Task objective
Your response must be an exact transcription of the lines from the one containing "# a single point is shaped like point(213, 168)" through the final line of the data.

#### Input ####

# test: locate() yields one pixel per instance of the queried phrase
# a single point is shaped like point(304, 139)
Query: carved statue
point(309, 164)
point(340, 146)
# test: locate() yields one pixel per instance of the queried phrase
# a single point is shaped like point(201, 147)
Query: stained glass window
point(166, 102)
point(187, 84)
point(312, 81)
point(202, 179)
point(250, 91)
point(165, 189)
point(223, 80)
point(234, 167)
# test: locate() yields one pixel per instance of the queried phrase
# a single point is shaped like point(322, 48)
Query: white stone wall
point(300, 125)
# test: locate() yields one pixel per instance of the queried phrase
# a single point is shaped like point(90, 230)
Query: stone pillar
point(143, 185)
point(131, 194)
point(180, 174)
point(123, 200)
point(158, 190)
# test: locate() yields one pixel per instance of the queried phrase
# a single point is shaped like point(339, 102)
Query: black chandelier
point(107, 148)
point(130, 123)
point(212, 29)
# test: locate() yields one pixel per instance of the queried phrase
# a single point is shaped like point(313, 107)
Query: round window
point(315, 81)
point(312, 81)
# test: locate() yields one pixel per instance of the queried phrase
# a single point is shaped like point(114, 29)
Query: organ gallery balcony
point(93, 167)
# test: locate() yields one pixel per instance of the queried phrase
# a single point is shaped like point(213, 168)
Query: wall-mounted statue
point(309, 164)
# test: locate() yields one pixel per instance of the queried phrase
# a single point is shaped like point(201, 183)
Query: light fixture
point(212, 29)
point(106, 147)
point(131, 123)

####

Result for this task
# a single point is shaped like point(213, 168)
Query: wall-mounted statue
point(309, 164)
# test: locate() yields one pixel per instance of the queried phrase
# a single point is shaped like point(201, 183)
Query: light fixture
point(212, 29)
point(106, 147)
point(131, 123)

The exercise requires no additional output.